▶ **WHAT IS REQUIRED**: Present the items as a Markdown table with the columns "Row" and "Line", starting with the first line and continuing through the line containing "195 79 L 190". Give each line with its row number, and omit blank lines.

[Object outline annotations]
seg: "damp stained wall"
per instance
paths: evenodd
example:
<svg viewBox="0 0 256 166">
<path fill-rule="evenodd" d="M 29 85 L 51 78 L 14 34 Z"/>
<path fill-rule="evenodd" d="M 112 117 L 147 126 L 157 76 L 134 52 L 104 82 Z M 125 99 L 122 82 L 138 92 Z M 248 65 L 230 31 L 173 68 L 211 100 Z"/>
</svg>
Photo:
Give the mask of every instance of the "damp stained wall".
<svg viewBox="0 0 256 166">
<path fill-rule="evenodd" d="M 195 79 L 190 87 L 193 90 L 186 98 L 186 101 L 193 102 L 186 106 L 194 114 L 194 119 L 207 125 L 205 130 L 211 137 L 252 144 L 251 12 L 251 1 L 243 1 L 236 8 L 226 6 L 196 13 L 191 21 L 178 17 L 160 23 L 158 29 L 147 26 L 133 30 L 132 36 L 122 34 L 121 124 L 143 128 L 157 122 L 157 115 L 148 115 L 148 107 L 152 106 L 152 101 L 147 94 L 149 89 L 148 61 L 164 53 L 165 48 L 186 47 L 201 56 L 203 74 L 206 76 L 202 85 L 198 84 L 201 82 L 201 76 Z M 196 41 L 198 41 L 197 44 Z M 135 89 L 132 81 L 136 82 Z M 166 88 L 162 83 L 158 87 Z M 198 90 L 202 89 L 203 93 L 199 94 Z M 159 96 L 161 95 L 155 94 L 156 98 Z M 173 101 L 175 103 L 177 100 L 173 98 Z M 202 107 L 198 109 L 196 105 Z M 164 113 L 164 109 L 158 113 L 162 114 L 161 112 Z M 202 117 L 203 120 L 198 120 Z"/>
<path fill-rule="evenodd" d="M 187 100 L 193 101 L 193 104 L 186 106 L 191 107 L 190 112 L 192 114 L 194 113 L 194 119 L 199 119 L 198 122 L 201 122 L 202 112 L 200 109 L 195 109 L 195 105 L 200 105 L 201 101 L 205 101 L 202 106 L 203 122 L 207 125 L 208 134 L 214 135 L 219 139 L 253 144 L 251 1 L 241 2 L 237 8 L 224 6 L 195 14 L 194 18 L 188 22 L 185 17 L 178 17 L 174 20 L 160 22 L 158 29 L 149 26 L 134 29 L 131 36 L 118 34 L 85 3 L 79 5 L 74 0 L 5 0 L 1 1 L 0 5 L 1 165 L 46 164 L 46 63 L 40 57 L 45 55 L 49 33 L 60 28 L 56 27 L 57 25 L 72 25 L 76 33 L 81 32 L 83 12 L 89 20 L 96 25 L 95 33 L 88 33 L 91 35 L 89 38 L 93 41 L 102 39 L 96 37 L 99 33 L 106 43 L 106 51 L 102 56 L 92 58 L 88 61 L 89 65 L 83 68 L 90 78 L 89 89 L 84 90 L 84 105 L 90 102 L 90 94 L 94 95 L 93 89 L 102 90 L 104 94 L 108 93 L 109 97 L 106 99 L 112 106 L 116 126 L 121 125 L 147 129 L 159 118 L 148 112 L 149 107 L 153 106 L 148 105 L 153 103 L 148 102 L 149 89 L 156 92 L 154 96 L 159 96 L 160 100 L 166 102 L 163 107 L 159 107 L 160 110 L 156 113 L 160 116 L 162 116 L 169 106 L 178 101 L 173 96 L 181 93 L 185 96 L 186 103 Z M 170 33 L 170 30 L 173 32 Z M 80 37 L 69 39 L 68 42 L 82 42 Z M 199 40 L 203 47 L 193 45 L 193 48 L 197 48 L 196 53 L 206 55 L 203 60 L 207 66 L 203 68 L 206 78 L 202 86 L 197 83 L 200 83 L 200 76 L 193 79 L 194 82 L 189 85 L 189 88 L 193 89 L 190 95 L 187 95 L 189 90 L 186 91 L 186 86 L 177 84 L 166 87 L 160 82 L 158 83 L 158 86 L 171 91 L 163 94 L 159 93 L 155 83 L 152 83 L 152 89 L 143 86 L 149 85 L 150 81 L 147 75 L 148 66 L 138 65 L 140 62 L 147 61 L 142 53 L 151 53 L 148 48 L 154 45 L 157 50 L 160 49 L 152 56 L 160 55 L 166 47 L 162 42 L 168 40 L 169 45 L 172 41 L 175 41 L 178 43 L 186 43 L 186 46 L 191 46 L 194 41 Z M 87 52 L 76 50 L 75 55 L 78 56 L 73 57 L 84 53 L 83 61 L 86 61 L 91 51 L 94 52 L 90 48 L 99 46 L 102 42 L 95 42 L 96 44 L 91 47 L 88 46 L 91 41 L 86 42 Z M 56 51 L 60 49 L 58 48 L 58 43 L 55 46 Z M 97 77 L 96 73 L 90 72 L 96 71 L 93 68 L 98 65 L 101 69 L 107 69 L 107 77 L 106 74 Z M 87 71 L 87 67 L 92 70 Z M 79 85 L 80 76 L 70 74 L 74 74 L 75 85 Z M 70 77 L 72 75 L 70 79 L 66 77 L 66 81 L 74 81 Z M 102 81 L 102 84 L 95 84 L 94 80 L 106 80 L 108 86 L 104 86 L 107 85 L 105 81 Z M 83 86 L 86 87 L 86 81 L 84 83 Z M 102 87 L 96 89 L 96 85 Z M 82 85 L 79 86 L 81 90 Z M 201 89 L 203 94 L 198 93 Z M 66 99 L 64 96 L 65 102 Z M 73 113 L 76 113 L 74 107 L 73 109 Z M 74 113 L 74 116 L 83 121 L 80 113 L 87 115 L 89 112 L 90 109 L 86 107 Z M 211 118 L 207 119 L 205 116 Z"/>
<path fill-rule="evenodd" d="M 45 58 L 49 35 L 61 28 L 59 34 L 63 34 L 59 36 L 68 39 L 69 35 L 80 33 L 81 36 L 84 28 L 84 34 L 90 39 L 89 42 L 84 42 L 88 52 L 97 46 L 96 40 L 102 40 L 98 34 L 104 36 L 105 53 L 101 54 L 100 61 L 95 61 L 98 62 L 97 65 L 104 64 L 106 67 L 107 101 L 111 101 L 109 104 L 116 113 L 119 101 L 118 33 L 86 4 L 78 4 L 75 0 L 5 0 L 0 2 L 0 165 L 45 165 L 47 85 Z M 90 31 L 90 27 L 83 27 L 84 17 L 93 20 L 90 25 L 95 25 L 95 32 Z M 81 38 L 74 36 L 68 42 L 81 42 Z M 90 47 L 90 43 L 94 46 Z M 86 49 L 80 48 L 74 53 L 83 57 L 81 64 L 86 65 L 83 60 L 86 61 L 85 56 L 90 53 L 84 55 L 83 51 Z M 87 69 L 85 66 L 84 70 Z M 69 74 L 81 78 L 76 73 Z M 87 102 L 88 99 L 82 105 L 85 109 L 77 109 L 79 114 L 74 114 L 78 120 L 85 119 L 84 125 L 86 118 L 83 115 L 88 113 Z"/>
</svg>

▶ **FULL OUTPUT**:
| Row | Line |
|---|---|
| 1 | seg: "damp stained wall" |
| 2 | per instance |
| 3 | paths: evenodd |
| 4 | example: |
| 5 | <svg viewBox="0 0 256 166"> |
| 6 | <path fill-rule="evenodd" d="M 29 85 L 51 78 L 14 34 Z"/> |
| 7 | <path fill-rule="evenodd" d="M 112 117 L 147 126 L 157 76 L 134 52 L 104 82 Z M 125 99 L 122 82 L 138 92 Z M 248 65 L 230 31 L 173 68 L 211 100 Z"/> |
| 8 | </svg> |
| 9 | Photo: |
| 10 | Give the mask of every instance of the "damp stained wall". |
| 11 | <svg viewBox="0 0 256 166"> |
| 12 | <path fill-rule="evenodd" d="M 195 79 L 190 87 L 193 90 L 186 98 L 186 101 L 193 102 L 186 106 L 194 114 L 194 119 L 207 125 L 205 130 L 211 137 L 252 144 L 251 12 L 251 1 L 243 1 L 236 8 L 226 6 L 196 13 L 191 21 L 178 17 L 160 23 L 158 29 L 147 26 L 133 30 L 132 36 L 122 34 L 121 124 L 143 128 L 157 122 L 157 115 L 148 115 L 148 107 L 152 106 L 152 101 L 147 94 L 149 89 L 148 61 L 164 53 L 165 48 L 186 47 L 201 56 L 203 74 L 206 76 L 202 85 L 198 84 L 201 82 L 201 76 Z M 196 41 L 198 41 L 197 44 Z M 135 89 L 132 81 L 136 82 Z M 166 88 L 162 83 L 158 87 Z M 198 90 L 202 89 L 203 93 L 199 94 Z M 159 96 L 161 95 L 155 94 L 156 98 Z M 173 101 L 175 103 L 177 100 L 173 98 Z M 202 107 L 198 109 L 196 105 Z M 164 113 L 164 109 L 158 113 L 162 114 L 161 112 Z M 202 117 L 203 120 L 198 120 Z"/> |